**Assigned task**
The whole of the data is to be duplicated precisely.

[Opening Data for review section]

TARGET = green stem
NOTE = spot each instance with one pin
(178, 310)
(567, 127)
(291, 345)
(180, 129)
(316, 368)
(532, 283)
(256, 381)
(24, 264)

[Closing Data for review section]

**Task result**
TARGET = green stem
NOTE = spot each instance with one pin
(178, 310)
(567, 127)
(291, 345)
(180, 129)
(316, 368)
(532, 283)
(256, 381)
(24, 264)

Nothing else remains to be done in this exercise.